Records for the task >>
☆ ☆ ☆ ☆ ☆

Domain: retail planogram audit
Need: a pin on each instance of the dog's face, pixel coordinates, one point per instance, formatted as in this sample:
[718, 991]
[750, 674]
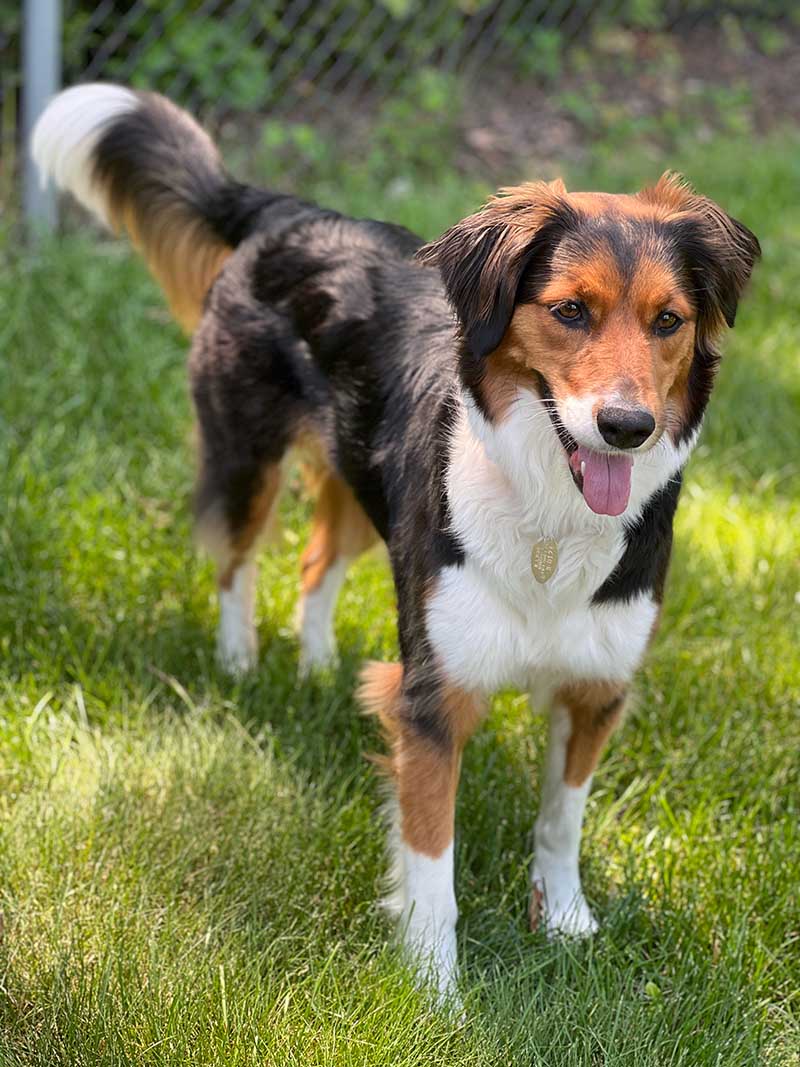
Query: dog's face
[606, 306]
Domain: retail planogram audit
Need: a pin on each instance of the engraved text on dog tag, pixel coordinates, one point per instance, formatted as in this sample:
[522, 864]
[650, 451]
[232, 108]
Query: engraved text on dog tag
[544, 559]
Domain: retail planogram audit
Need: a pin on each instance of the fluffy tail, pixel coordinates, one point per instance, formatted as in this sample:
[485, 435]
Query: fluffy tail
[142, 164]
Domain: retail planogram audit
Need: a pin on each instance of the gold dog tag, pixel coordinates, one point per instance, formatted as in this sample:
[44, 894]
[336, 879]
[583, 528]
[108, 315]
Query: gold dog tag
[544, 559]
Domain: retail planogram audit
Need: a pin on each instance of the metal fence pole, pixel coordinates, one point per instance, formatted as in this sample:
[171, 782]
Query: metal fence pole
[41, 79]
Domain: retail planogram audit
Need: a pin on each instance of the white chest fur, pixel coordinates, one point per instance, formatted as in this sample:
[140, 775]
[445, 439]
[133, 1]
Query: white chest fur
[491, 623]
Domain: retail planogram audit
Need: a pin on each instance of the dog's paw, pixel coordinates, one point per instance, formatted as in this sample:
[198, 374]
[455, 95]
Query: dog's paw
[559, 908]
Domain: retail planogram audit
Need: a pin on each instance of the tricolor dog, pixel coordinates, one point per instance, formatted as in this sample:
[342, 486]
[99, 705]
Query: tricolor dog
[509, 408]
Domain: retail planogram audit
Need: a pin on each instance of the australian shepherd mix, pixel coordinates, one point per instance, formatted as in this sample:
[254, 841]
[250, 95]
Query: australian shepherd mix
[508, 408]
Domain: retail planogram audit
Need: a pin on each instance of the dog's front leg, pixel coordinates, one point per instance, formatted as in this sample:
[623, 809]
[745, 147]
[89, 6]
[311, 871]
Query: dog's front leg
[582, 718]
[428, 723]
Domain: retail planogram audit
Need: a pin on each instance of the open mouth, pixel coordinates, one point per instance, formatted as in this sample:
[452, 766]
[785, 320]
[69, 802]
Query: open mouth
[603, 478]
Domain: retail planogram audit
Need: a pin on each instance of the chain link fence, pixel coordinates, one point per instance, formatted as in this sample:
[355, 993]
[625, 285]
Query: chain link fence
[304, 75]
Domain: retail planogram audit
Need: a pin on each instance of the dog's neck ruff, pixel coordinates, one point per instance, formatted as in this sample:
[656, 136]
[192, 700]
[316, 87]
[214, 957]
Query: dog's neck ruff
[511, 482]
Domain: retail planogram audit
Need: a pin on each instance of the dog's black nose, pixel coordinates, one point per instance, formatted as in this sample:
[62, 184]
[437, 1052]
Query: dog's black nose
[625, 427]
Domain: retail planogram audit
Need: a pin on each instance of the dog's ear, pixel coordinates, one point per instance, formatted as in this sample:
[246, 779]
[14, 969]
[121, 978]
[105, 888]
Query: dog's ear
[483, 257]
[719, 251]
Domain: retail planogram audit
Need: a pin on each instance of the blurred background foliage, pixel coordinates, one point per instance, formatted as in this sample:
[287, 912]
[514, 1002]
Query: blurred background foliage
[307, 92]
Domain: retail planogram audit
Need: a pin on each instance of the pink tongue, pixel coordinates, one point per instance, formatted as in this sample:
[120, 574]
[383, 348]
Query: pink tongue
[606, 479]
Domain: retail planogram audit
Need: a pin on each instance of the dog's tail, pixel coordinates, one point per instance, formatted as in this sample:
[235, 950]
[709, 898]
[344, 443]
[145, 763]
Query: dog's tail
[142, 164]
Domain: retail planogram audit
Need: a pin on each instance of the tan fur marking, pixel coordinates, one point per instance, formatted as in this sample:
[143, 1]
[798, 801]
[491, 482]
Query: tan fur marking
[620, 354]
[340, 528]
[182, 253]
[595, 710]
[426, 775]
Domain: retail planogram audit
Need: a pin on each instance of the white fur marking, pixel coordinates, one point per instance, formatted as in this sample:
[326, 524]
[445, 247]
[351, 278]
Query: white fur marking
[429, 914]
[237, 647]
[555, 875]
[66, 133]
[316, 615]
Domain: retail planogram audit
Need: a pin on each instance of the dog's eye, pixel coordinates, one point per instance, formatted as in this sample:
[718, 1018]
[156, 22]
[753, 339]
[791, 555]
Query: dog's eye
[668, 322]
[570, 312]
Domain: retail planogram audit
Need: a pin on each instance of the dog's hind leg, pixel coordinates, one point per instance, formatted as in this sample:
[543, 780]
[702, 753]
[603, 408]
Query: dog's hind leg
[340, 531]
[428, 722]
[582, 718]
[229, 525]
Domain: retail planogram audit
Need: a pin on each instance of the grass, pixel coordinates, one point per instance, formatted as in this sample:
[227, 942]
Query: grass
[189, 866]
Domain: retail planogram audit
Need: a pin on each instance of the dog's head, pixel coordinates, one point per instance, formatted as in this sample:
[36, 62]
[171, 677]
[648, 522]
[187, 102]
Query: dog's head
[607, 306]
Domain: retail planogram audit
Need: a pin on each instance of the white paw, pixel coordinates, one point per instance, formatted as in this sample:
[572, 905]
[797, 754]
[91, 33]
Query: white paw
[237, 652]
[558, 906]
[434, 965]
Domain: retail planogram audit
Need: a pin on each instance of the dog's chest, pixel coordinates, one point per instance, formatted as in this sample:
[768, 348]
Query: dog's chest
[493, 624]
[490, 634]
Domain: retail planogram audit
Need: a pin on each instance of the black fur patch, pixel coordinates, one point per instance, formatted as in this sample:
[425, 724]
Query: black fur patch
[649, 545]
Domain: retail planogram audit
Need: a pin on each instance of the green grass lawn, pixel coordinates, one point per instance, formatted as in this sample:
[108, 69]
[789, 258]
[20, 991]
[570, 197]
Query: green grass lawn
[189, 868]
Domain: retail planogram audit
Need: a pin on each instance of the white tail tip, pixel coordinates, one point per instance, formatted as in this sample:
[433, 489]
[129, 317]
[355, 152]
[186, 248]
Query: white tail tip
[66, 133]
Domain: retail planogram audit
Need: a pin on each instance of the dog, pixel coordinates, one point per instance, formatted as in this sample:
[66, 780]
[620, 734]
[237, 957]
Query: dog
[508, 408]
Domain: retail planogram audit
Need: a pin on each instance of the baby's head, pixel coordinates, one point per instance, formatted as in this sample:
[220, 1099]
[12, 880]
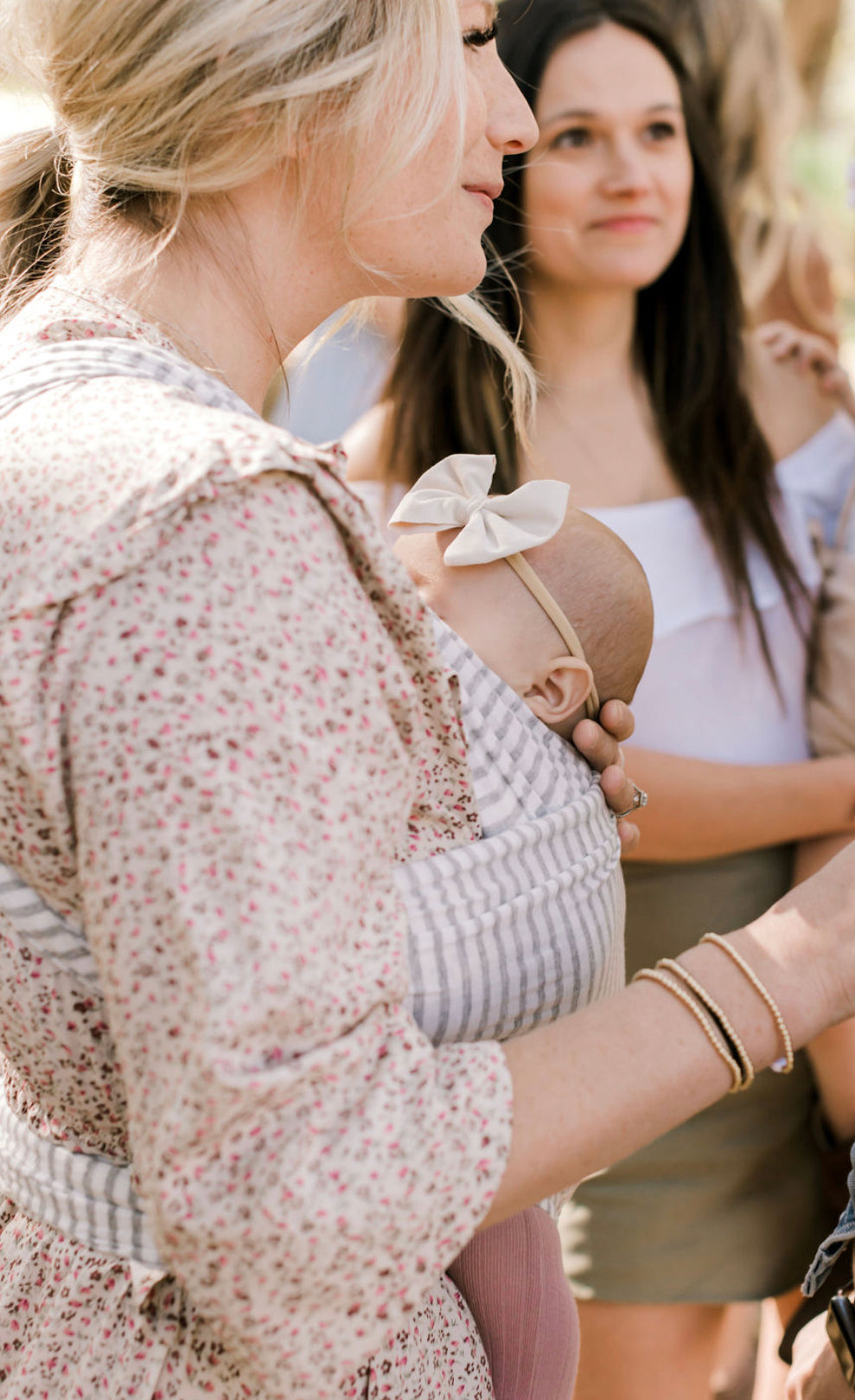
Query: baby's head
[592, 576]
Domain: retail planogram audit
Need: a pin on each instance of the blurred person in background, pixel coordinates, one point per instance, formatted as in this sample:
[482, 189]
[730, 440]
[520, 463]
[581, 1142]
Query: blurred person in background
[737, 54]
[667, 427]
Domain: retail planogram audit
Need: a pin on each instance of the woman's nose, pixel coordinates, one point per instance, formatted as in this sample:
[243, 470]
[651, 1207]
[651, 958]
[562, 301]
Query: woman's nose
[511, 122]
[626, 169]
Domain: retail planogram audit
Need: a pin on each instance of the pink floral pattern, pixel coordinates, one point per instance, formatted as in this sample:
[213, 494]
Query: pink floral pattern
[223, 719]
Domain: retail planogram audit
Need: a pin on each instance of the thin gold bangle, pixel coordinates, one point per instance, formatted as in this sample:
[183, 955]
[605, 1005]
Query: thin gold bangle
[704, 1022]
[787, 1062]
[718, 1015]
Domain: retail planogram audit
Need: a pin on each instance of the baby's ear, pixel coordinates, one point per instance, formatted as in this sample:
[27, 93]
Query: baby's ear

☆ ☆ ☆ ☆ ☆

Activity >> Restate each of the entries above word for word and skip every image.

Answer box >>
Domain: retail planogram audit
Need: a pin on each instance of the dog's face, pixel coordinates, one point per instance, formatted as in this sample:
[718, 991]
[750, 674]
Query: dog's face
[606, 306]
Domain: retail planogram audit
Need: a pin on each instance of the engraved text on dog tag, pixel coordinates, one point per instance, formatted as in this sample:
[522, 864]
[650, 451]
[232, 108]
Query: engraved text on dog tag
[544, 559]
Domain: retail planogram audit
Need: a pin on each instance of the fluffy tail, pixel coordinates, one point per instance, formatted as in this sample:
[485, 435]
Query: fluffy tail
[142, 164]
Domain: retail planogram audit
Need: a pin on each instance of the gold dog tag, pixel coordinates, one point per instance, formatted as in this sample:
[44, 894]
[336, 879]
[583, 528]
[108, 315]
Query: gold dog tag
[544, 559]
Domain: retail planogram audit
Need: a pin on each instance of the metal fence pole, pixel coordinates, one point per instance, formatted as in this sample:
[171, 782]
Query: metal fence pole
[41, 79]
Domain: retail planogram audit
Need: a pin on each instance of the white chest fur, pixel coordinates, one point per instance, formatted as in this sample:
[140, 775]
[445, 439]
[133, 1]
Query: white chest fur
[491, 623]
Domain: retail planogram audit
Need: a pin on each instance of the dog's paw, pixel coordinates, one point per instance, formatted as in this sample:
[198, 374]
[455, 95]
Query: dog's paw
[559, 908]
Domain: retail planogram audit
Need: a pin on each instance of the tricolor dog, pixel coordinates, one point per instance, formatted as in this sample:
[342, 486]
[99, 705]
Query: tricolor dog
[509, 408]
Domain: retail planogram audit
Need: a pin on each instance of the australian shepherd mix, pixel coordinates, one point per instance, formatted as in this sample:
[254, 841]
[250, 95]
Query: australian shepherd mix
[508, 408]
Domain: retail planogram audit
Need: a pin on each instance of the dog's front leg, pixel coordinates, one point per instance, formatted as in this sample:
[623, 809]
[745, 147]
[89, 6]
[311, 871]
Query: dog's front leg
[582, 718]
[428, 723]
Domain: retail planogram audit
Need: a pin on each instance of the open mouth, pixel coordinates, one point per instance, formatted as in this sample:
[452, 766]
[785, 320]
[69, 802]
Query: open mouth
[603, 478]
Domain: retail planogram audit
Need: a pin on each instance of the chain link fence, pixel coordinates, one point per instance, formatted as in this sample:
[355, 993]
[625, 285]
Query: chain link fence
[304, 75]
Domain: retail planogram audit
Need: a pin on each instance of the dog's neck ruff, pixel coordinates, one point per instance, formatted as in this sample:
[656, 136]
[192, 700]
[316, 87]
[214, 957]
Query: dog's neck ruff
[511, 482]
Domain: retail planogram audit
Need: a pin on each instance of the dog's black nose, pixel coordinates, one point per instance, formatted as in this sample:
[62, 184]
[437, 1052]
Query: dog's black nose
[625, 427]
Domain: retail planogram audit
Need: a pin on each instance of the dog's ear, pixel coordinates, one point per instance, formatted as in this sample:
[246, 779]
[14, 969]
[121, 978]
[105, 888]
Query: dog's ear
[483, 257]
[719, 251]
Domain: retail planogram audit
Need: a pin on each instance of the blurred background foliage, pixel coordinates, one point per instance, formatted as in this sample:
[287, 912]
[514, 1002]
Query: blurred background foliage
[307, 92]
Domain: retail planogram audit
Need: a pin on each instance of the pink tongue, pixel coordinates, one point per instance, formatted as in this sample:
[120, 574]
[383, 348]
Query: pink tongue
[606, 479]
Domain: retail planogram audit
Need: a pin on each instance of the dog's tail, pixel coordinates, one point per instance, formatted as in this sample:
[235, 950]
[709, 898]
[344, 443]
[145, 763]
Query: dog's tail
[142, 164]
Domain: retail planogram audit
Need: a pin on each instance of the tan fur marking, pixel coordinates, one point per instance, formatted as in this sample:
[143, 1]
[798, 801]
[491, 482]
Query: tan fur marking
[620, 354]
[340, 528]
[182, 253]
[595, 710]
[426, 775]
Domain: retail planogram audit
Need: a pin on each instance of the white fur marking, pixel coordinates, one point per instance, formatted as in this sample:
[326, 524]
[445, 247]
[351, 278]
Query: white fur marking
[429, 914]
[237, 647]
[555, 875]
[66, 133]
[316, 615]
Domain: retail planogram audit
Need: a pin on each instance of the dog's eye, pixel coordinates, one point per instance, formatted as in this sample:
[718, 1018]
[156, 22]
[753, 339]
[791, 555]
Query: dog's eye
[668, 322]
[570, 312]
Domain: retail planogram audit
Need: a pin on each instance of the dog's hind leg, pixel coordinates, one point per instance, formatted as in this sample:
[543, 780]
[702, 753]
[603, 408]
Query: dog's hind leg
[340, 531]
[428, 722]
[582, 718]
[229, 525]
Domain: retail planogram audit
Need: a pin on each instance of the grass, pixel coordinates, one point per instance, formatted as in this sample:
[227, 942]
Query: grass
[189, 866]
Domain: retail planogram audit
Need: a pin on each instance of the dog's head, pixel coordinates, one point per instance, formatted as in this sample:
[36, 62]
[171, 677]
[648, 522]
[187, 102]
Query: dog's head
[607, 306]
Domain: retail planogram audit
Need: a pin on each instance of the white paw, pixel coordinates, one point per instance, formatted as in this sample:
[572, 905]
[797, 754]
[91, 33]
Query: white paw
[237, 652]
[558, 906]
[434, 965]
Domain: retail planogram audit
Need: a pin on each instance of the dog's chest, pixel coordinates, one point per instance, formatted as in this sample:
[768, 348]
Query: dog's chest
[493, 624]
[490, 634]
Domain: retail planogram audit
Need: a pin on each instance of the black fur patch, pixel coordinates, one point per instance, formatted as in this sample:
[425, 724]
Query: black fur patch
[649, 545]
Domain: retail planogram audit
Need: a pin on each instance of the green grass lawn, pixel coordinates, one point per instance, formatted as in this sample:
[108, 69]
[789, 258]
[20, 991]
[570, 197]
Query: green grass lawn
[189, 868]
Domain: retail planogram audit
Need: a pin on each instance of the white tail tip, pixel coordinates, one point per instance, formatted as in this sample:
[433, 489]
[129, 317]
[355, 152]
[186, 248]
Query: white tail tip
[66, 133]
Domain: retail planogram audit
Need: a pin on each instance of the dog, pixel coordinates, one point per instance, formatted as in this sample:
[66, 780]
[620, 734]
[237, 957]
Query: dog
[508, 408]
Domain: retail planogram audit
Need: a pin on each instance of the baby's head, pixel coordinates, one point per instance, formatted as in this sample:
[220, 1099]
[12, 880]
Query: baby's head
[592, 576]
Domain: retail planogram audit
Need: a pin on each instance of the blurred person in background, pixel coordinates, one point per instance, formatted as in this sample:
[482, 189]
[730, 440]
[520, 463]
[581, 1142]
Query: blurred person in background
[737, 54]
[667, 427]
Domain: retail planogram audit
Need: a pin on each instance of the woman's nose, pixel coordinates, one point per instance, formatted as in this sample:
[243, 470]
[651, 1207]
[651, 958]
[562, 301]
Query: woman's nose
[511, 122]
[626, 169]
Domain: retail planogram audit
Need: a pin on each instance of the pink floral pattern, pixel coordinates, one point per instance, formatted as in this sample:
[213, 494]
Query: pink floral pattern
[223, 719]
Domain: retail planogram audit
Need: a pin on each instance of the thin gold bangle, pixel coordinates, one point per instance, formatted as in this sample:
[183, 955]
[605, 1005]
Query: thin gold bangle
[704, 1022]
[787, 1062]
[718, 1015]
Domain: retail planogram audit
Need: a pin on each instance of the baby's ear, pixel coordinates, one point per instance, formatted as in this sample:
[27, 93]
Query: baby's ear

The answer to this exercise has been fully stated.